Given task: After locating the line that contains "Where can the rivet", quote it and all lines after it through the end of the entries, and nothing more. Pictures stay out.

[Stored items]
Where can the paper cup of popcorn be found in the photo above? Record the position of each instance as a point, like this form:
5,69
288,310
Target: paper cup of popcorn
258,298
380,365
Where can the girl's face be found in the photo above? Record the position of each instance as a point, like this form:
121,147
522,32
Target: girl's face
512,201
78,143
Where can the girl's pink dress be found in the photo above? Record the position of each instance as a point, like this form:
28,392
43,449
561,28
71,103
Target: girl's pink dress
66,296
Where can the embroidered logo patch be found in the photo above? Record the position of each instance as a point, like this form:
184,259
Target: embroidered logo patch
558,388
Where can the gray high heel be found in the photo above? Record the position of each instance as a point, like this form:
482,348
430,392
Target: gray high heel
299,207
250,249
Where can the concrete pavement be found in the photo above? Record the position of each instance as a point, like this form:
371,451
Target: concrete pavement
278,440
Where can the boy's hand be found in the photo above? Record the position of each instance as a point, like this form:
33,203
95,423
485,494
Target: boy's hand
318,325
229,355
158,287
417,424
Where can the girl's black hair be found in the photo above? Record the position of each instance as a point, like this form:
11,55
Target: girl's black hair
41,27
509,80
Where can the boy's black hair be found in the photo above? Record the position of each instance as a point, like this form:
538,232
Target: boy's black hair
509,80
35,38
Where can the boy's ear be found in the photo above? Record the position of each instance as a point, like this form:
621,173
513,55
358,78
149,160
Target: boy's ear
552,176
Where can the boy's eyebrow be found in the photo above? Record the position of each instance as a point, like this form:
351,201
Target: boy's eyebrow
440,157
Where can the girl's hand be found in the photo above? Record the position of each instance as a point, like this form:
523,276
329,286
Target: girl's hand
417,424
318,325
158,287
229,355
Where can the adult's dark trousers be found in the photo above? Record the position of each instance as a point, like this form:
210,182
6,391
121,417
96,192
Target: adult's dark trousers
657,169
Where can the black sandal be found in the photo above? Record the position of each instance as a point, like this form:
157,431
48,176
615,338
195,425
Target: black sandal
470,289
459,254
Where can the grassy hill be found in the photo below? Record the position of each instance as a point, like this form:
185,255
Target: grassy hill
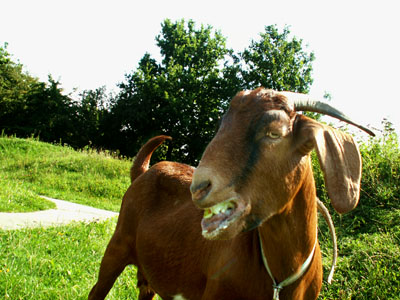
62,262
29,168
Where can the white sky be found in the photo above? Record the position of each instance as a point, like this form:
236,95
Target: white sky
90,43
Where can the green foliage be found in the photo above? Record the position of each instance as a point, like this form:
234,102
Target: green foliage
182,96
277,62
31,168
58,263
185,94
368,236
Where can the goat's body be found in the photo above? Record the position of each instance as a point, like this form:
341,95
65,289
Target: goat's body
161,235
196,234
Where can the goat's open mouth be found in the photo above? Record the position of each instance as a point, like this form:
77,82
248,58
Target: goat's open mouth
219,217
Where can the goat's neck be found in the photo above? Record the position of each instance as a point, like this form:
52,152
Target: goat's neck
289,237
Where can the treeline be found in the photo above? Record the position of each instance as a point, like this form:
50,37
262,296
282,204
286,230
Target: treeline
183,95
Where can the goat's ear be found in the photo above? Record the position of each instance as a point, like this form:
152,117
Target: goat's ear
339,158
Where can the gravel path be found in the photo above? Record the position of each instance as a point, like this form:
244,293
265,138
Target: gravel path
66,212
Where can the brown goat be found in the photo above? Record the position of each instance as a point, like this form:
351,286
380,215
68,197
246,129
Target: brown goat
242,222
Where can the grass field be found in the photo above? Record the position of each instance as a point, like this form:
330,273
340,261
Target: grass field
29,168
62,262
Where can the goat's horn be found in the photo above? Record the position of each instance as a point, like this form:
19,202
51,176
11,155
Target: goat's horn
303,102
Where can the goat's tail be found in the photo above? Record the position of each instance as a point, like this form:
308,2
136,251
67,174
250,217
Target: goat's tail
142,160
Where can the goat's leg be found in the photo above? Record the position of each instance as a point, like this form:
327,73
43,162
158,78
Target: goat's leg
116,258
145,291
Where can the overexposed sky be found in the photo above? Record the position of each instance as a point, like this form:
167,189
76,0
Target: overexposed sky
90,43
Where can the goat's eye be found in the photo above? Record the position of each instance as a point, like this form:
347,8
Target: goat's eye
273,135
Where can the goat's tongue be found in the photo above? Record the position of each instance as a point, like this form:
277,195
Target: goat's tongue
213,223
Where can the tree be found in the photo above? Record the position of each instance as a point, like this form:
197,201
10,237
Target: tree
185,94
14,87
182,96
277,62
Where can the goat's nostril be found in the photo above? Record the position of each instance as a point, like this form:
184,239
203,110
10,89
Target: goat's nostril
200,190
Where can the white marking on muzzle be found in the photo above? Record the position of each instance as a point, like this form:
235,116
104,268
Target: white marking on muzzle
179,297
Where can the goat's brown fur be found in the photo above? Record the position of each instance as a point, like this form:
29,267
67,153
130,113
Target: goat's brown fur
159,227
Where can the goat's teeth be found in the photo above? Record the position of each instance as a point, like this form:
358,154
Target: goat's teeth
208,213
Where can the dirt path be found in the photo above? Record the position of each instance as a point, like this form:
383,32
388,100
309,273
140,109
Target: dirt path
66,212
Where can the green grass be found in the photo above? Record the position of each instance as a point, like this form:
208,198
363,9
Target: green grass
58,263
63,262
29,168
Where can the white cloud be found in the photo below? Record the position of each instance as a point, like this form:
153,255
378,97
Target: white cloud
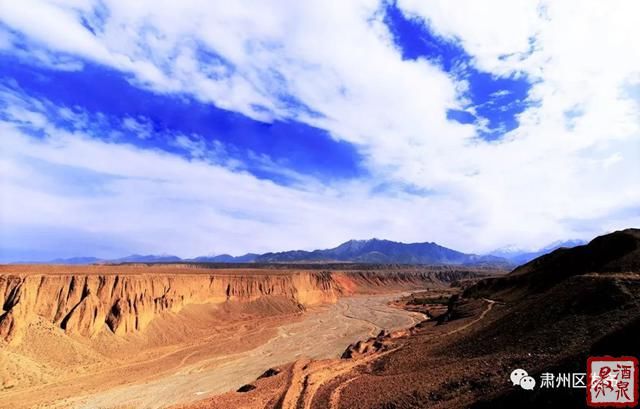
541,182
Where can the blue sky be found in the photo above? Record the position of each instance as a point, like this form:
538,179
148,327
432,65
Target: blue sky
196,128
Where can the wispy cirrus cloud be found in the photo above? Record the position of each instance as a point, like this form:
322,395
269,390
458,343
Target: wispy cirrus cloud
336,125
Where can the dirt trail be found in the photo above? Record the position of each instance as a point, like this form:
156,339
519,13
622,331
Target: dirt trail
334,400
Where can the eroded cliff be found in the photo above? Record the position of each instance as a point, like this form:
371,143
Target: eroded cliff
125,299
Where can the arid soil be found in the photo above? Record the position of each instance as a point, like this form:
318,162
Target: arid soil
150,336
546,316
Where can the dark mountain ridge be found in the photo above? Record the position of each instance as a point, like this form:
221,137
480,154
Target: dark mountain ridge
383,251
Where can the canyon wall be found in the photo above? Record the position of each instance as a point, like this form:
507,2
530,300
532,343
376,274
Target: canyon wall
87,303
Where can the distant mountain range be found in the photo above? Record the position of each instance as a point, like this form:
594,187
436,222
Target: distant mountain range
354,251
518,257
382,251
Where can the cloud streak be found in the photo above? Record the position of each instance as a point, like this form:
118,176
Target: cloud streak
334,66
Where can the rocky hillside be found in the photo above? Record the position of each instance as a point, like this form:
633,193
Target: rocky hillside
618,252
124,299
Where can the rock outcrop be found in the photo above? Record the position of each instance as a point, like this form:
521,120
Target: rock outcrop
106,299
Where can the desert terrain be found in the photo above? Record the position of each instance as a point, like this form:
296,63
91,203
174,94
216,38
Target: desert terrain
150,336
546,316
339,336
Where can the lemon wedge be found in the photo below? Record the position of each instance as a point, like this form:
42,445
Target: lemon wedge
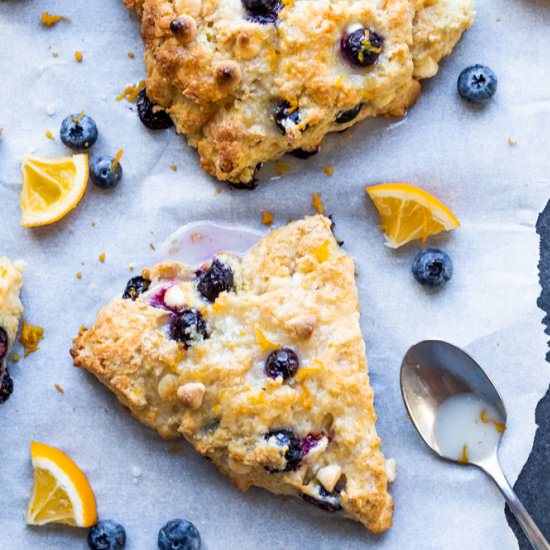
51,188
61,492
408,213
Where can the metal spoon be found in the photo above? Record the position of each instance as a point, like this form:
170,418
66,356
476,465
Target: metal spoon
433,371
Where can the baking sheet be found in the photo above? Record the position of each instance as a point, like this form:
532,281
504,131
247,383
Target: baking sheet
459,153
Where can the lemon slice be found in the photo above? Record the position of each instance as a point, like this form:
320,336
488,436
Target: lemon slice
408,213
51,188
61,492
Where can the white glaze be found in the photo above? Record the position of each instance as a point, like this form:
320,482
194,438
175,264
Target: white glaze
458,423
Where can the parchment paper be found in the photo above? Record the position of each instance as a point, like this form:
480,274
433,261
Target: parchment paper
459,153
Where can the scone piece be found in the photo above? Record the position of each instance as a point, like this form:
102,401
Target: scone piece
11,309
249,80
259,362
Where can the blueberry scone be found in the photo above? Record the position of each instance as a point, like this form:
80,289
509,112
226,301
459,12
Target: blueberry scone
259,362
11,309
249,80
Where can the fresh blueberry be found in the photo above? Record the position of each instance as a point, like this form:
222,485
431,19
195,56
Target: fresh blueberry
303,154
432,267
6,387
362,47
285,114
294,452
477,84
78,132
214,280
151,116
106,535
187,326
179,534
347,116
3,343
262,11
135,286
282,362
103,174
330,502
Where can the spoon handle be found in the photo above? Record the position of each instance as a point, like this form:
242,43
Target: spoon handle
532,532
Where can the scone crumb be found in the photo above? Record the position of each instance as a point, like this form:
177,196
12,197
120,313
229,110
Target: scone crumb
49,20
131,92
316,201
30,337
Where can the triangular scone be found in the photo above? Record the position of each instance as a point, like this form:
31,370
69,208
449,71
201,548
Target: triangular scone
11,309
249,80
259,363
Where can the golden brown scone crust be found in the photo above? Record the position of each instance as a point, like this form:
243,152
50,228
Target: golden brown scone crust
220,75
294,289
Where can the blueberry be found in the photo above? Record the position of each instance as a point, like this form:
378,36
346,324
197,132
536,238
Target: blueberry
102,173
150,115
477,84
262,11
362,47
6,386
432,267
3,343
285,114
214,280
106,535
187,326
135,286
282,362
294,452
179,534
347,116
78,131
330,502
303,154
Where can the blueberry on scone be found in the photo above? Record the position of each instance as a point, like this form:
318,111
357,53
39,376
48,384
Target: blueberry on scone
247,81
105,172
179,534
78,131
107,535
477,84
259,363
432,267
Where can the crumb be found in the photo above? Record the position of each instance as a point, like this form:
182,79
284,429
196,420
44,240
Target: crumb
49,20
267,218
118,156
30,337
131,92
316,201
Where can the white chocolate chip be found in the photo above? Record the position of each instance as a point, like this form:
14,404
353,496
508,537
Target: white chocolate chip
191,394
329,476
391,467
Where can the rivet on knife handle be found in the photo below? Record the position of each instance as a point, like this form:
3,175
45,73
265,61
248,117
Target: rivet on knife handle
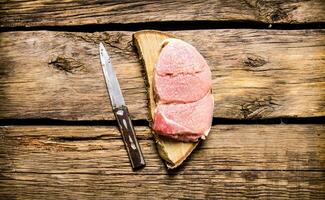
129,137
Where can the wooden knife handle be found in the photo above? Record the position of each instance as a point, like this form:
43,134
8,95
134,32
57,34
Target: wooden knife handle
129,137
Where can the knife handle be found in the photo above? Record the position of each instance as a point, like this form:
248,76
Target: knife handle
129,137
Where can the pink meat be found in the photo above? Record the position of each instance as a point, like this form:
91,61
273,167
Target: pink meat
182,82
186,121
181,73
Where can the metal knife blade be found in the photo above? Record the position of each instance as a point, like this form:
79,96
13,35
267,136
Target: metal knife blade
112,83
120,111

Final result:
Where can the rivet on knife handle be found in the photo below? Record the position of each instance as a point, like this form:
3,175
45,73
265,61
248,117
Target: rivet on knife handle
129,137
Where can the wooden knife handle be found in the photo above? Record the position of each instance as a point, like this form:
43,134
8,95
134,32
57,34
Target: wooden knife handle
129,137
Where can the knife handle be found in the photo above? Record the position of each instance as a point, like this form:
248,76
Target: knife handle
129,137
Where can the pink meat be found in the photo above? Record the position of each instance as a point, like this form:
91,61
273,167
Target: pink meat
182,82
186,121
181,73
Where can the metal knife blade be found in the photo above? Record the position of each instance as a point, like this form:
79,96
13,35
267,136
Target: metal knife blade
112,83
120,111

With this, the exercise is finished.